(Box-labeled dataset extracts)

_ _ _

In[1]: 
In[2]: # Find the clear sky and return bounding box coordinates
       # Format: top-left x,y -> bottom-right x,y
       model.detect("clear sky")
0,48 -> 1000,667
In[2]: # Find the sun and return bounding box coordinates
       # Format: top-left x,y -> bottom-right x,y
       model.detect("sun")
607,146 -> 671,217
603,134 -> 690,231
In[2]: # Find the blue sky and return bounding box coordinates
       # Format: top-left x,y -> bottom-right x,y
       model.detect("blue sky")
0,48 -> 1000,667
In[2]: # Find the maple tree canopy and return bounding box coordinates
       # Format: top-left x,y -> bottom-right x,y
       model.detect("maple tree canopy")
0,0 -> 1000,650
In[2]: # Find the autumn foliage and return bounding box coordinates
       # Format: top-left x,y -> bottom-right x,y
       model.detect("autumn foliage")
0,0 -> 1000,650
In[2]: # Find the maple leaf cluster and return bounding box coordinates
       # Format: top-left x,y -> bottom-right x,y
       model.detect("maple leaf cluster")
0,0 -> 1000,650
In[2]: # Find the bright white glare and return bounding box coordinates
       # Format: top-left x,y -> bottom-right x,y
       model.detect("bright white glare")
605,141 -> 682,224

_ _ _

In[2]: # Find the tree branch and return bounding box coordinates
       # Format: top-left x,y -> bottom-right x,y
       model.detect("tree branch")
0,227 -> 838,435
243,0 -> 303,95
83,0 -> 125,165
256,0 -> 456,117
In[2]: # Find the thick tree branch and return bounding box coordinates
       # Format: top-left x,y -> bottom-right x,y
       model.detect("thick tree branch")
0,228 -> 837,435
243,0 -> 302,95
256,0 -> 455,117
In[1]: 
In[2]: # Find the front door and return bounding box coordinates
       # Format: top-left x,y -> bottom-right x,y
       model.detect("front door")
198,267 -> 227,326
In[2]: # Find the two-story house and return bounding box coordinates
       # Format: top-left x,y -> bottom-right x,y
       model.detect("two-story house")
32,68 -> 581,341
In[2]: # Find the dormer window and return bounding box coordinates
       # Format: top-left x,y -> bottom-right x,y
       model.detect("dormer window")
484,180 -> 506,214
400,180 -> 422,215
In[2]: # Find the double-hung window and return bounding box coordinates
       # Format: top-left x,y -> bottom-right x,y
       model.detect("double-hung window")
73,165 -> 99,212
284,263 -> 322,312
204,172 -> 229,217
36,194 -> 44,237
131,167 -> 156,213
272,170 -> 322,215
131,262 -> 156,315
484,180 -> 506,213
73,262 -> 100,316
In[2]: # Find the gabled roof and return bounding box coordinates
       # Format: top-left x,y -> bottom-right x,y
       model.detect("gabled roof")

_ _ _

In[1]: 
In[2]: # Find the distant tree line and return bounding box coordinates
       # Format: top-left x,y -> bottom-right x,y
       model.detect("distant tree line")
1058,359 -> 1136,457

_ _ _

PROMPT: Rewrite the rows from the line containing "In[2]: # Find the two-story" up to and including the line containing "400,180 -> 422,215", requests included, scaling every bounding box coordinate in the answers by 1.85 and rounding each to a whole number, with halves rounded up. Return only those lines.

ANSWER TO THIS PROBLEM:
In[2]: # Find the two-story house and return bounding box coordinates
       # Format: top-left x,y -> bottom-right x,y
       model.detect("two-story house")
59,126 -> 1075,631
In[2]: # Find the dormer window and return bounding box coordinates
       # Format: top-left x,y -> bottom-right x,y
       model.detect("dormer window")
895,333 -> 936,396
740,333 -> 781,398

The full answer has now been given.